Document extract:
......
Used the plate setter both times. First time was at 230 and second time at 300. Judged by appearances when it was done. Used a different brand of raw sausage each time. One from a local butcher and the other from Elgin Southside Market. Both ended up shriveled up.

Comments

  • AZRP
    AZRP Posts: 10,116
    Probably smoking it at too high a temp and rendering out the fat. -RP
  • stike
    stike Posts: 15,597
    yeah
    overcooked
    ed egli avea del cul fatto trombetta -Dante
  • Mickey
    Mickey Posts: 19,669
    Tastes trumps looks everytime :laugh:
    You can put Bone Sucking Sauce on it and will not see shriveled....
    Sausage is the only thing I overcook....
    Salado TX & 30A  FL: Egg Family: 3 Large and a very well used Mini, added a Mini Max when they came out (I'm good for now). Plus a couple Pit Boss Pellet Smokers.   

  • Grandpas Grub
    Grandpas Grub Posts: 14,226
     
    Thanks for the tip Randy. My first batch of Summer Sausage looked and tasted great. Since then I have ended up with good tasting but the casings were shriveled.

    Kent
  • fishlessman
    fishlessman Posts: 32,664
    are you smoking it from scratch, never have made it from scratch but i believe an icewater bath is needed
    fukahwee maine

    you can lead a fish to water but you can not make him drink it
  • stike
    stike Posts: 15,597
    when i do hotsmoked sausages, an ice water bath immediately off the grill is what i give them to prevent shrivelled casings


    easter_kielbasa.jpg
    ed egli avea del cul fatto trombetta -Dante
  • Rascal
    Rascal Posts: 3,923
    I would think that an ice-water bath would shrivel your sausage...
  • stike
    stike Posts: 15,597
    aber das ist nicht richtig
    ed egli avea del cul fatto trombetta -Dante
  • Grandpas Grub
    Grandpas Grub Posts: 14,226
     
    Yup, grind the beef & pork then a small amount ice water in the mix (no ice), stuff, 24hr rest and a 3 stage smoke after the 24 hrs.

    The first batch was great. The 2nd & 3rd batch srunk leaving the casing looking wrinkled and a bit unappetizing, good taste though.
......
Task: Can you resume the forum thread on shriveled smoked sausage casings, adding what comes after its final post?

Records provided:
......
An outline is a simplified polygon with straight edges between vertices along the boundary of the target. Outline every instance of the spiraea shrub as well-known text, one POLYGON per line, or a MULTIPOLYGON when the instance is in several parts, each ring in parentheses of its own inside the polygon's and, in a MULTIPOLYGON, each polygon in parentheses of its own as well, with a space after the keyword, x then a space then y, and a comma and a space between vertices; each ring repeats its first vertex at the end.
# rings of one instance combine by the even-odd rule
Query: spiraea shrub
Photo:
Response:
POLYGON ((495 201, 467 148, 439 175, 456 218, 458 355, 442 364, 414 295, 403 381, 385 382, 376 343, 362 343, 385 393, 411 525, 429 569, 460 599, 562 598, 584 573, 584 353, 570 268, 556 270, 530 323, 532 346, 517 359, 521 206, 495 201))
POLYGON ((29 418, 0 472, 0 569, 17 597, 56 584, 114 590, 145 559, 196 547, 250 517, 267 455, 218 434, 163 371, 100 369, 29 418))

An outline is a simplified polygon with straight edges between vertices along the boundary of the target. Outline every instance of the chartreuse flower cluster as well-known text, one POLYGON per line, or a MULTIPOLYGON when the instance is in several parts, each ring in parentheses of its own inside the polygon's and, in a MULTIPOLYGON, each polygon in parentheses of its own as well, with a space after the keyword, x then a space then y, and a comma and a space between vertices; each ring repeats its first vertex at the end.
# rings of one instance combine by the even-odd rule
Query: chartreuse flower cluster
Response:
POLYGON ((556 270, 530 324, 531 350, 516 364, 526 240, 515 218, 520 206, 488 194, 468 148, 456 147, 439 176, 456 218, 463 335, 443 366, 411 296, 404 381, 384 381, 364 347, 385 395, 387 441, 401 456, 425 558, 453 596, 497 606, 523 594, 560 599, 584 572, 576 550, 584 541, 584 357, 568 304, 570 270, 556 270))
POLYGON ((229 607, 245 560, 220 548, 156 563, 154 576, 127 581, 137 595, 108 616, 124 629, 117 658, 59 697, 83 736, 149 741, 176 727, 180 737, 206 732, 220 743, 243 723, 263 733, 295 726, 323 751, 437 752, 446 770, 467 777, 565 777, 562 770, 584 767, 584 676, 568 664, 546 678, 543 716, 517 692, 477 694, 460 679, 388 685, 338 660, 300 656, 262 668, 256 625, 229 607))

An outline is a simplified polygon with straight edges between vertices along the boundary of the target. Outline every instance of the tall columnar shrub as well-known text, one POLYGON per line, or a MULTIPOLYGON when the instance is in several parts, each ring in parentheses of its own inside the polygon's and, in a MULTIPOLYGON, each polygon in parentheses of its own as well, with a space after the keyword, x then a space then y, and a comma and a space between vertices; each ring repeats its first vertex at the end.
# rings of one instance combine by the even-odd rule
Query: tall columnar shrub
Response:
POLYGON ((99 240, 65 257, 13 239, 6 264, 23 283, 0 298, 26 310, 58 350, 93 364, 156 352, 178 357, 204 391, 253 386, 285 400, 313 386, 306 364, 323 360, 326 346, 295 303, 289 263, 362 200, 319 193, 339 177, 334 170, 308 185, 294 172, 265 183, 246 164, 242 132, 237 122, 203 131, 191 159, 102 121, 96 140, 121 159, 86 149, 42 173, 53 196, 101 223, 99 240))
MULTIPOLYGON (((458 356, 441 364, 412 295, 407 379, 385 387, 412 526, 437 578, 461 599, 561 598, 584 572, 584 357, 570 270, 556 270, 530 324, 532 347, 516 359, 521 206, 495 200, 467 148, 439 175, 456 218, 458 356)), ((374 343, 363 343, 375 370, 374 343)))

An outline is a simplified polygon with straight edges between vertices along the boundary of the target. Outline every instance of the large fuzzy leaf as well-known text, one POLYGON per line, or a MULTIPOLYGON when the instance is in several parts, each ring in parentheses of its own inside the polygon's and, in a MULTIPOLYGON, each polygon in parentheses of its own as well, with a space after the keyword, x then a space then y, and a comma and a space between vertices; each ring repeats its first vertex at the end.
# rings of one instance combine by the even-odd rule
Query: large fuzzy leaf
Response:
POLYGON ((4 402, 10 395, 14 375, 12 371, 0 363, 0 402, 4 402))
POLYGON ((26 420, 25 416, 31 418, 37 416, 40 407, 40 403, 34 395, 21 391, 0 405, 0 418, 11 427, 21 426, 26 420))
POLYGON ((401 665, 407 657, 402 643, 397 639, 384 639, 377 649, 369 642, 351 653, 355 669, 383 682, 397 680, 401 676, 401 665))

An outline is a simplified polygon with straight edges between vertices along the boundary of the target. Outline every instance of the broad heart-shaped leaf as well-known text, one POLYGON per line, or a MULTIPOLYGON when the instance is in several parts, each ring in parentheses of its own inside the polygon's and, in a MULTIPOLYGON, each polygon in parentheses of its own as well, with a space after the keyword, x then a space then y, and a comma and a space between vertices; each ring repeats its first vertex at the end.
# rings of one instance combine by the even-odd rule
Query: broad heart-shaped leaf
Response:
......
Exercise answer:
     
  • Grandpas Grub
    Grandpas Grub Posts: 14,226
     
    Those look great, I need to make some...

    Would summer sausage need the same?

    How long in the ice water?

     
  • stike
    stike Posts: 15,597
    my understanding (ruhlman/polcyn) is that anything hot smoked to 150 or so, with natural casings, should get an ice water plunge to quicky stop cooking and bring temps down principally to prevent wrinkling. not sure if the cellulose casings need it though.
    ed egli avea del cul fatto trombetta -Dante
  • fishlessman
    fishlessman Posts: 32,664
    ice bath is for after the smoking, chill as quickly as posssible to stop it from cooking further, i think you want the internal temps down to 100 immediately off the smoker
    fukahwee maine

    you can lead a fish to water but you can not make him drink it
  • Grandpas Grub
    Grandpas Grub Posts: 14,226
     
    My first batch I put in the fidge imediately and the other I let sit on the counter to cool then in the fridge. I think I will ice bath next time.

    Thank you for the help.

    Kent
  • LFGEnergy
    LFGEnergy Posts: 618
    I have had same problem, and started putting a pan of a dark beer on egg to warm and then putting finished sausages directly from grill into beer. Works great. Probably cooling as Stike suggested. Beer imparts a little flavor, but not overwhelming by any means.
  • Grandpas Grub
    Grandpas Grub Posts: 14,226
     
    Thank you for the tip. I will give that a try on the next smoke.

    Kent
  • thirdeye
    thirdeye Posts: 7,428
    Stike is right on the money. Here is a hair more of the info on showering, blooming and holding. With respect to the bloom, these instructions are assuming you have used curing salts (nitrates/nitrites) in your mix. (Fresh sausages that are flavor smoked are usually cooked at higher temps and are not in the smoker as long and don't get the same bloom.)

    Showering:
    ...After smoking, shower the sausage with cold water until the internal temperature drops to 110 – 120 deg. F. This prevents the sausage from shriveling. Showering (or immersion in cold water, with more cold water running into the container) must occur quickly after the sausage leaves the smokehouse. If too much time passes, the sausage shrivels. If this happens, the sausage can be made plump again by cooking in hot water. After the hot water cooking, the sausage should immediately be showered with cold water.

    Blooming:
    After showering, the sausage should remain at room temperature until it blooms to a desirable dark color. This typically takes 2 or 3 hours.

    Holding:
    After blooming, the sausage should be held in a cooler or refrigerator at least overnight , and preferably 24 hours, before it is used.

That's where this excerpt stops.